From the listing below, count the lines that contain the string "hair", then state only that number.

• **SOURCE INFORMATION**:
□ □ □ □ □ □ □

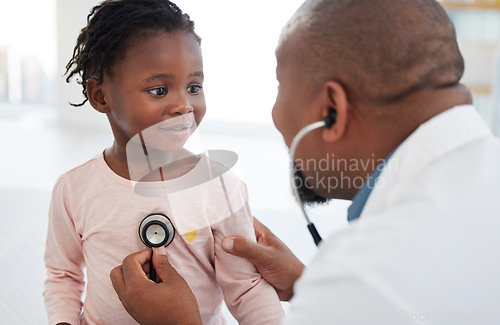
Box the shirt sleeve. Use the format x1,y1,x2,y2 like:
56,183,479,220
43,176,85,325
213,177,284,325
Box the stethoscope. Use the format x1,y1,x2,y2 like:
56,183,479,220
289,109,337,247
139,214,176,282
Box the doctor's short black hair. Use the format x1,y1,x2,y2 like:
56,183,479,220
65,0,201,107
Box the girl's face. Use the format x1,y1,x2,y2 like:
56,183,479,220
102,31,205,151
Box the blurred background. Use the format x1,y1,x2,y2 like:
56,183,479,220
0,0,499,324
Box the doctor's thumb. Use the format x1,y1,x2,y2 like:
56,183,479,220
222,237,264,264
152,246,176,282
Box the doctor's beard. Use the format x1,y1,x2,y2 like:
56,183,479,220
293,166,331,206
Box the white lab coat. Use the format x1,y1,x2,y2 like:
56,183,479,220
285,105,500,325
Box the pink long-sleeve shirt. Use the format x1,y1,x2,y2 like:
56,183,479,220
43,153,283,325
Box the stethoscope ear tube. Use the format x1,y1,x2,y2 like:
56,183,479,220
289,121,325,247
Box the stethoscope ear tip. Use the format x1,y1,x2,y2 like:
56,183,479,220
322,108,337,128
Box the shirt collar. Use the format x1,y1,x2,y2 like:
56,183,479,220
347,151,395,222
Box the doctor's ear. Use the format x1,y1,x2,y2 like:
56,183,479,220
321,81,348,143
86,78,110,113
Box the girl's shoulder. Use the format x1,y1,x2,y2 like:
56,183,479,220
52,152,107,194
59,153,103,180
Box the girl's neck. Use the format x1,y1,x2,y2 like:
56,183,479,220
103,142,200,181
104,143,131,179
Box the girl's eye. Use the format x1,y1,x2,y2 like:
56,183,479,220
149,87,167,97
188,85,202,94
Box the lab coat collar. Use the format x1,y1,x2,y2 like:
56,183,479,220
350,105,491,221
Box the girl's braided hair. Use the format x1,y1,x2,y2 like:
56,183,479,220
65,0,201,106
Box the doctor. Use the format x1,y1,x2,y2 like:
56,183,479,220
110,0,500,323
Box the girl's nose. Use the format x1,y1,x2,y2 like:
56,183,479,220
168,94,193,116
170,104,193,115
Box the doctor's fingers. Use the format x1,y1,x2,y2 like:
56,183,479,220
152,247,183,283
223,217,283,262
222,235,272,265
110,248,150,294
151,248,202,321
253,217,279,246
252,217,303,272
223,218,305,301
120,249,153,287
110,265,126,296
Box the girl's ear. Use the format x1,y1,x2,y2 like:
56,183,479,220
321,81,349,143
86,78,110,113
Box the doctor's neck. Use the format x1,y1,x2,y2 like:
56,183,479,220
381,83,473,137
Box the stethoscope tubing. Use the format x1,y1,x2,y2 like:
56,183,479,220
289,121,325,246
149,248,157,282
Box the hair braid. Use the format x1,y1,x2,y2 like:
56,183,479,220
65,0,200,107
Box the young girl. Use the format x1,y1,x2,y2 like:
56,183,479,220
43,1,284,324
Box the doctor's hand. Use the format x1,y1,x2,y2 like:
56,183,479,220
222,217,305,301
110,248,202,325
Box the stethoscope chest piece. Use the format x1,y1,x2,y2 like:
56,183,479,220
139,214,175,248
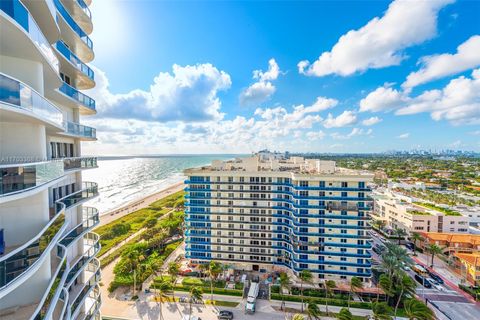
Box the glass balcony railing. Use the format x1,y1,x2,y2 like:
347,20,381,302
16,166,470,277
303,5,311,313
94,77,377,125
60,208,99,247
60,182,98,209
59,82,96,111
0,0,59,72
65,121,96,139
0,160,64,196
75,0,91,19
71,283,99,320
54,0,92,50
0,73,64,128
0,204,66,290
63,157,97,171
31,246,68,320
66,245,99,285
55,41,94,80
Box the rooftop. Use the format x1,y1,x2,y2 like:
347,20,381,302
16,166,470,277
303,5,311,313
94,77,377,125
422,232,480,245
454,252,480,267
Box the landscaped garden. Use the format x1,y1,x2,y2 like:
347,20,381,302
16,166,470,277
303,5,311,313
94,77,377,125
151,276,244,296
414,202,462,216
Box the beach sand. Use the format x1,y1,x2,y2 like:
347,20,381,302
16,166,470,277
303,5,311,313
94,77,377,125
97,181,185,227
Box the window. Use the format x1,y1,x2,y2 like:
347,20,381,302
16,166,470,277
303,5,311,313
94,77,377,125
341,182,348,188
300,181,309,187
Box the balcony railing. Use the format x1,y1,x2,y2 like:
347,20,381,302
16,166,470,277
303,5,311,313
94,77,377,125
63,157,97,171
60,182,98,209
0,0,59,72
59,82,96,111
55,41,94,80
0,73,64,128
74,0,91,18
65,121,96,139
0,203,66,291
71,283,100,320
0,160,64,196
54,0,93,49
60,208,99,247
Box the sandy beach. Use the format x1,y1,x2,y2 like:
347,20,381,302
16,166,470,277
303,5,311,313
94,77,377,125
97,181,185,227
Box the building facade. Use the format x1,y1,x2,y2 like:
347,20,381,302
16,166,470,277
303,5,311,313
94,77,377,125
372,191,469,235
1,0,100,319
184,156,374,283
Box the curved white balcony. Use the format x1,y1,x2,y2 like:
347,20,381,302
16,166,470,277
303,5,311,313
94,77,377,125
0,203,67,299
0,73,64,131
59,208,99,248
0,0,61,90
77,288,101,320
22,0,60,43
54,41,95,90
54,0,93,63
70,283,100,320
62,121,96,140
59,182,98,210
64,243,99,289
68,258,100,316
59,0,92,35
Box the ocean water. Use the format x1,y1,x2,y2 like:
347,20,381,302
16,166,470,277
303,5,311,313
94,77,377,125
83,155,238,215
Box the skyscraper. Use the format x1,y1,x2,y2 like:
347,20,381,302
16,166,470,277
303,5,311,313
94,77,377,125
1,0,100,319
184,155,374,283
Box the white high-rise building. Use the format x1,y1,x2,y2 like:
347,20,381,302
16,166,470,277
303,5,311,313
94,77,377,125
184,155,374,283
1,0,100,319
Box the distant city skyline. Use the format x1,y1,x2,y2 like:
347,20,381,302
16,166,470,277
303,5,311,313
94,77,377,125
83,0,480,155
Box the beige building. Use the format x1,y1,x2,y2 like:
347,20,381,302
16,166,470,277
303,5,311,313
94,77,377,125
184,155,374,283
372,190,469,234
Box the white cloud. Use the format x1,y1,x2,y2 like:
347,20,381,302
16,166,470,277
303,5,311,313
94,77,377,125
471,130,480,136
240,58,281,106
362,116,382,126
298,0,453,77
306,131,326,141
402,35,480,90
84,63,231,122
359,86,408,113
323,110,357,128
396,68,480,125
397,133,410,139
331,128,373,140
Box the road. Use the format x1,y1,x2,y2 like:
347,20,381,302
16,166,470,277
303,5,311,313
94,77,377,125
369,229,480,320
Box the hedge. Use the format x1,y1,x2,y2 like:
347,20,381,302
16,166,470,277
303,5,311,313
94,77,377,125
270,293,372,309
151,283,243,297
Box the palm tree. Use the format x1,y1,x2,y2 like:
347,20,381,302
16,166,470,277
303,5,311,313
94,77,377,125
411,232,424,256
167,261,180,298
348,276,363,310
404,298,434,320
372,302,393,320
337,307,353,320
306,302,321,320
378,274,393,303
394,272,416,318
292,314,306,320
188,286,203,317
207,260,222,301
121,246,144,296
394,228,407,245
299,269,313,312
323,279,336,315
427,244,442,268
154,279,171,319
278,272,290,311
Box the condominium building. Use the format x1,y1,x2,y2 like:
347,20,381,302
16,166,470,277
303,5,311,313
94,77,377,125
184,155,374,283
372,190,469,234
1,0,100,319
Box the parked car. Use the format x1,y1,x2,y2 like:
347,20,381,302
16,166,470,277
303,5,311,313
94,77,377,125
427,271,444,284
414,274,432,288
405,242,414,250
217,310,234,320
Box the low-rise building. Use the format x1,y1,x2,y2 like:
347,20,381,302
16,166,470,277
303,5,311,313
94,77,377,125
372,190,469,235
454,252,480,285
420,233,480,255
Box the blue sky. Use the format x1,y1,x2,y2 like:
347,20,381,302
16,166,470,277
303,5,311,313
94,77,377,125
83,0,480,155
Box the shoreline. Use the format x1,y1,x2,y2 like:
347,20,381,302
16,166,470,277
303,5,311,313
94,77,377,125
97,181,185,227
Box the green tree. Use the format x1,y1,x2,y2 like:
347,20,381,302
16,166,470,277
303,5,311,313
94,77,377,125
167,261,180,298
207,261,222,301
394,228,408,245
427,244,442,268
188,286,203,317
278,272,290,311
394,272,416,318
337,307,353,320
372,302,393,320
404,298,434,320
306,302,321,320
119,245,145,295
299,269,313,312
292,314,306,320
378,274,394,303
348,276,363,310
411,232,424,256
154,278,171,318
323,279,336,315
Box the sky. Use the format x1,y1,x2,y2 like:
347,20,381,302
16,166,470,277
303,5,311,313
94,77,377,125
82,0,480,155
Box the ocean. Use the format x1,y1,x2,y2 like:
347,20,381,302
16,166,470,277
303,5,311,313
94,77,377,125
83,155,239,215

□ □ □ □ □ □ □

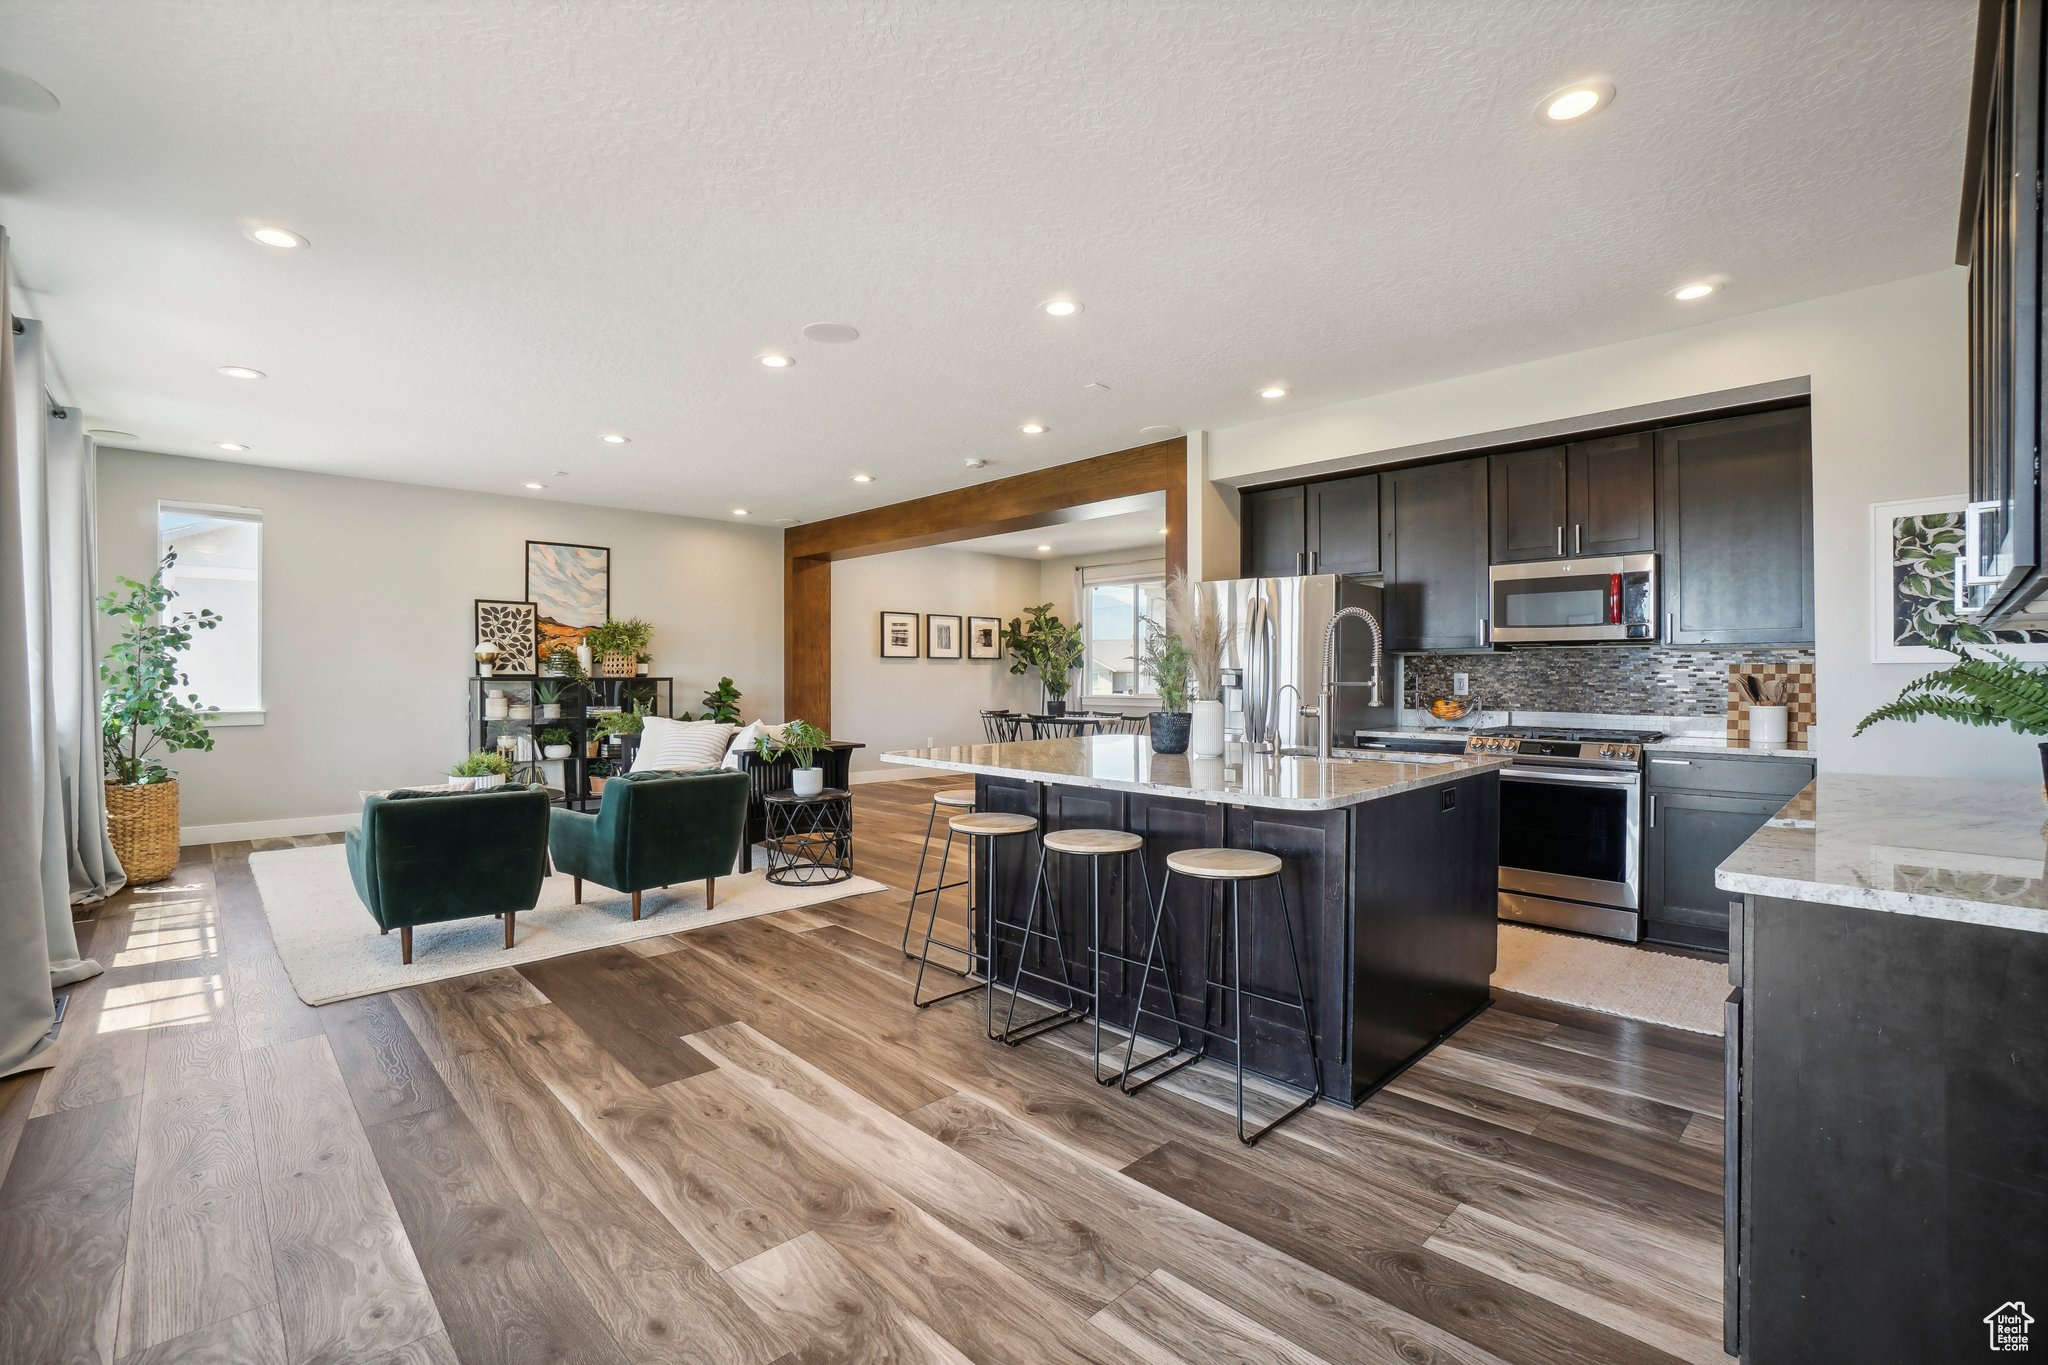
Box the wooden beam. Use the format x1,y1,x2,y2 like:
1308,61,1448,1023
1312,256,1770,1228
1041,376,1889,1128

□ □ □ □ □ □ □

• **FINISHED EXERCISE**:
3